Annex A - Group Research Proposal

Group Project Proposal (Science)
SCHOOL OF SCIENCE AND TECHNOLOGY, SINGAPORE
INVESTIGATIVE SKILLS IN SCIENCE
Names: Benjamin Koh (9) ,Darie Chan (12) ,Ho Jia Wei (14), Kenneth Kiang (18)
Class: S2-09
Group Reference: F

1.    Indicate the type of research that you are adopting:

[    ] Test a hypothesis: Hypothesis-driven research
e.g. Investigation of the anti-bacteria effect of chrysanthemum

[    ] Measure a value: Experimental research (I)
e.g. Determination of the mass of Jupiter using planetary photography

[ X ] Measure a function or relationship: Experimental research (II)
e.g. Investigation of the effect of temperature on the growth of crystals

[    ] Construct a model: Theoretical sciences and applied mathematics
e.g. Modeling of the cooling curve of naphthalene

[    ] Observational and exploratory research
e.g. Investigation of the soil quality in School of Science and Technology, Singapore  

[    ] Improve a product or process: Industrial and applied research
e.g. Development of a SMART and GREEN energy system for households  


2.    Write a research proposal of your interested topic in the following format:

Investigation of how the initial velocity of the cue ball affects the final velocity of the coloured balls

A.    Question being addressed

i) The problem is when people play Pool,  there is too many factors that can affect the pool balls so it is hard to hit the ball to where he or she wants.

▶ Activity 1
Can you copy the stretch of the pool research proposal from "Group Project Proposal" through "Experimental research (I)" word for word?
▶ Activity 2
How does the proposal on cue ball and coloured ball velocities go on after its last line? Write the next part.

▶ Listed records
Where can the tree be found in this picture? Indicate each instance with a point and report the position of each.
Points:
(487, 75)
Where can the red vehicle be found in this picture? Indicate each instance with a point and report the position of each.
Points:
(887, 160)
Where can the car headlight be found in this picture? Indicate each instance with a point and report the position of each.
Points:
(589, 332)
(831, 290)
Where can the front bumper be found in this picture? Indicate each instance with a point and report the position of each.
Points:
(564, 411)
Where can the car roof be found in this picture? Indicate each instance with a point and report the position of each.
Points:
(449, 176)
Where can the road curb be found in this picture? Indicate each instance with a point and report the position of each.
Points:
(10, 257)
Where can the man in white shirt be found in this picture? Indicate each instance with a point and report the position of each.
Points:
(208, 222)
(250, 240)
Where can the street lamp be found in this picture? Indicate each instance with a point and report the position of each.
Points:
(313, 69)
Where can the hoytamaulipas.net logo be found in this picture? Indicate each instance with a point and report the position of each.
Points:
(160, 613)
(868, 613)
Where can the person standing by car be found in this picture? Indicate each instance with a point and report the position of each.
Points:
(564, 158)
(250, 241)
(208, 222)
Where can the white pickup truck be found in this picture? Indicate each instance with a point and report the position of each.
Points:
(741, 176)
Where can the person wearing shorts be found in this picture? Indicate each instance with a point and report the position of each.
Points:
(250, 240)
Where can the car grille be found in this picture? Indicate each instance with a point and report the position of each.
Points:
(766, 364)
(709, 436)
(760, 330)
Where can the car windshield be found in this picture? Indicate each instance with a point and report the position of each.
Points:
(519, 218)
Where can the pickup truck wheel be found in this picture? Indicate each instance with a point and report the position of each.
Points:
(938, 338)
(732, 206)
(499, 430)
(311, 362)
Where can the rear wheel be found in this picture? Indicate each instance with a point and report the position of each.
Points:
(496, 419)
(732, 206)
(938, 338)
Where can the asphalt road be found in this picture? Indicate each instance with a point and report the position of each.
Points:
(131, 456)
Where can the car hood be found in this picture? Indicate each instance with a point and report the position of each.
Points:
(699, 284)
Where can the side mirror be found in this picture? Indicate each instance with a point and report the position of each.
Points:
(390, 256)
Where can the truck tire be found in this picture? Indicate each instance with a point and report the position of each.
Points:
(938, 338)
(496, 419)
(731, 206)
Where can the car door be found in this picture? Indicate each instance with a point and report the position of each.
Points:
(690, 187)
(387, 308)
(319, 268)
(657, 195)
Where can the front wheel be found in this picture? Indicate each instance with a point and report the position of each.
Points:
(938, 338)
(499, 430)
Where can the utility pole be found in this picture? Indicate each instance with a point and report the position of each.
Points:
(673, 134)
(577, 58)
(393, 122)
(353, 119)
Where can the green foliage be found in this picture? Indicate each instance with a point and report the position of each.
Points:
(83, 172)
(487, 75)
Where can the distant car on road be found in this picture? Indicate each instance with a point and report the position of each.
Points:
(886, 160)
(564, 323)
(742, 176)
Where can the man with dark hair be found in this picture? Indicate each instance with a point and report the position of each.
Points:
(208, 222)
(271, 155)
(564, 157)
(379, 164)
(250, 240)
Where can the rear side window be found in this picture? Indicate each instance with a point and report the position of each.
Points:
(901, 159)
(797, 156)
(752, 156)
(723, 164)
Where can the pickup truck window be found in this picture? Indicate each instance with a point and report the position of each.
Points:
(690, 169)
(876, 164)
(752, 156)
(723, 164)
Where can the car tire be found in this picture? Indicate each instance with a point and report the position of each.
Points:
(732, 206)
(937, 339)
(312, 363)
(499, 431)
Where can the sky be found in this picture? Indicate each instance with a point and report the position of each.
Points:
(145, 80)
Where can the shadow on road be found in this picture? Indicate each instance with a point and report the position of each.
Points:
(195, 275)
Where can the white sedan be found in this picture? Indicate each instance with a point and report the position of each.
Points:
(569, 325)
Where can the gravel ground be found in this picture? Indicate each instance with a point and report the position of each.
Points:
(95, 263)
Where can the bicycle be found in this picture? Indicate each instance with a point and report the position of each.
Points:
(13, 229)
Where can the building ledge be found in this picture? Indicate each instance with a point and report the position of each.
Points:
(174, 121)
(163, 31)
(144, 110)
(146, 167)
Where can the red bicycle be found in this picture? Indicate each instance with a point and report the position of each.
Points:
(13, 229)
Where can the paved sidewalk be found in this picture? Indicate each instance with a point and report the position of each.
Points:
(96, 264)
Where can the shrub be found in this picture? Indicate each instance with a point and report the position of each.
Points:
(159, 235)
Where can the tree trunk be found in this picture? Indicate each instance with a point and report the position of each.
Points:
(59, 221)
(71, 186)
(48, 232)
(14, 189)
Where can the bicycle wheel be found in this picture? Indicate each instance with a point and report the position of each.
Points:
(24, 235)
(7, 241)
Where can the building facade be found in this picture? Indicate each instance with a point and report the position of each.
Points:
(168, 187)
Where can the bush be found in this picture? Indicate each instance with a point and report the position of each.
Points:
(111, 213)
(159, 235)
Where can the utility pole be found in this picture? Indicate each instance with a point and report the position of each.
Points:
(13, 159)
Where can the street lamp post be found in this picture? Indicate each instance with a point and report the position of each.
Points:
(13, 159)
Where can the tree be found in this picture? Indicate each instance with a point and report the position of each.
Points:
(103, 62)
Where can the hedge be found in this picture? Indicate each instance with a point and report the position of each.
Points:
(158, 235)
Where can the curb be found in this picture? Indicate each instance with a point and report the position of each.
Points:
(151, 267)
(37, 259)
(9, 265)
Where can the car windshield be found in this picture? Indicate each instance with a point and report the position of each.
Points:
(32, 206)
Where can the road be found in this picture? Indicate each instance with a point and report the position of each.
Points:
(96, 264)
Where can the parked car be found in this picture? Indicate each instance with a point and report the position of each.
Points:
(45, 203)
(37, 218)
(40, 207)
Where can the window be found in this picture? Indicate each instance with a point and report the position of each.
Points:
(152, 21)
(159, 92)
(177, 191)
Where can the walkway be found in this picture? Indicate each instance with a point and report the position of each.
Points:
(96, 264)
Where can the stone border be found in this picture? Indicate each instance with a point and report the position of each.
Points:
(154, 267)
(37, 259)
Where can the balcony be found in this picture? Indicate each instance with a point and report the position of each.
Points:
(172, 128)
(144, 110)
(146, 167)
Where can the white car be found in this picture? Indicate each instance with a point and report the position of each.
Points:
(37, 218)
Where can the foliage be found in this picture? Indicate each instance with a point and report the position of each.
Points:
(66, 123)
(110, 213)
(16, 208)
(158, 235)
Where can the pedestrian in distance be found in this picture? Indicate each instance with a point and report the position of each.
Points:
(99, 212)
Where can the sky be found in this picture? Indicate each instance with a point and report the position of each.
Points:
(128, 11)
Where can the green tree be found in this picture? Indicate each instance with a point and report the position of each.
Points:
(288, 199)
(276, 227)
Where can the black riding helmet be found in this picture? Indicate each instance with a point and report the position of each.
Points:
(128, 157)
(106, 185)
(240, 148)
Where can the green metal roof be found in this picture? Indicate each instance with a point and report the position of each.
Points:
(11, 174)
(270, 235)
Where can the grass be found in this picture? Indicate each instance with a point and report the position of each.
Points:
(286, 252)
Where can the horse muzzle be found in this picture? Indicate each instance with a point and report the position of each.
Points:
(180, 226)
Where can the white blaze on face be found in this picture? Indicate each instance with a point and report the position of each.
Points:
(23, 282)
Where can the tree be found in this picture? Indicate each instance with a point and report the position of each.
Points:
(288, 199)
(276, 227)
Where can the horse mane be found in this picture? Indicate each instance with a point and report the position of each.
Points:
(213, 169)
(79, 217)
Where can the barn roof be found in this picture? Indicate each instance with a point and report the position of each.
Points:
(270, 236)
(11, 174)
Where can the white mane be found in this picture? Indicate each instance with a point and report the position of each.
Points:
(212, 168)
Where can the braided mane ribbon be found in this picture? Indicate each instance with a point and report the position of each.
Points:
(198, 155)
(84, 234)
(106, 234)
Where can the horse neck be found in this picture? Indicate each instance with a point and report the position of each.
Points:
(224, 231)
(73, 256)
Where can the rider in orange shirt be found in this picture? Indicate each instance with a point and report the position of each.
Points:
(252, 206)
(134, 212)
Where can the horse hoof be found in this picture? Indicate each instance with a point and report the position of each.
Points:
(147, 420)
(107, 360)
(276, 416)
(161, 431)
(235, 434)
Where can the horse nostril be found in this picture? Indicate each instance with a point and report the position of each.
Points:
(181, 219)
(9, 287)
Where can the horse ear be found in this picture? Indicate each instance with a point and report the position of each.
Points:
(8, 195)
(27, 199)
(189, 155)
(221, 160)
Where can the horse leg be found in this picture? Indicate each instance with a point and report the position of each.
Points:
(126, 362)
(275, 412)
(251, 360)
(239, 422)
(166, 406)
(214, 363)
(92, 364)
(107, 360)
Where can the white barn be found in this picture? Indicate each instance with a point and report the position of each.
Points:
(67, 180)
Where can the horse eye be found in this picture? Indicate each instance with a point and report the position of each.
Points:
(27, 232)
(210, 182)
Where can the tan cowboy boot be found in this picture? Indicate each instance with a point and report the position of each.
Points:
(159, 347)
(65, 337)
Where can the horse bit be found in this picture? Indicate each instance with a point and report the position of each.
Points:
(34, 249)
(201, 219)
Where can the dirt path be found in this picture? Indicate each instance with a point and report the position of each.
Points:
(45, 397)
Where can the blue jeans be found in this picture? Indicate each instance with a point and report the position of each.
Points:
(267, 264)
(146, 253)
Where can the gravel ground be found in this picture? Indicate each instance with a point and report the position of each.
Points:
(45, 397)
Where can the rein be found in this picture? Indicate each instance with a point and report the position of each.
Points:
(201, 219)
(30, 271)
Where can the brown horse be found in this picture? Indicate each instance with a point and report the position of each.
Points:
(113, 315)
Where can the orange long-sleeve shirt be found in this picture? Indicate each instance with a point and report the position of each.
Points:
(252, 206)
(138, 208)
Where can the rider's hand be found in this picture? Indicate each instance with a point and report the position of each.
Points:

▶ Written answer 1
Group Project Proposal (Science)
SCHOOL OF SCIENCE AND TECHNOLOGY, SINGAPORE
INVESTIGATIVE SKILLS IN SCIENCE
Names: Benjamin Koh (9) ,Darie Chan (12) ,Ho Jia Wei (14), Kenneth Kiang (18)
Class: S2-09
Group Reference: F

1.    Indicate the type of research that you are adopting:

[    ] Test a hypothesis: Hypothesis-driven research
e.g. Investigation of the anti-bacteria effect of chrysanthemum

[    ] Measure a value: Experimental research (I)

▶ Written answer 2
ii) After research, we found out the factors that affects the accuracy of the ball. They are, height of the cue from the ball, area of the ball hit, the incident angle of the cue ball when striking the the pool ball, the weight of the ball, the density of the ball, size of the ball, amount of friction the Pool table fabric used has, the cue stick used, the cue bridge used, distance from the cue to the ball, initial velocity of the cue ball, distance from cue ball to pool ball, speed of wind.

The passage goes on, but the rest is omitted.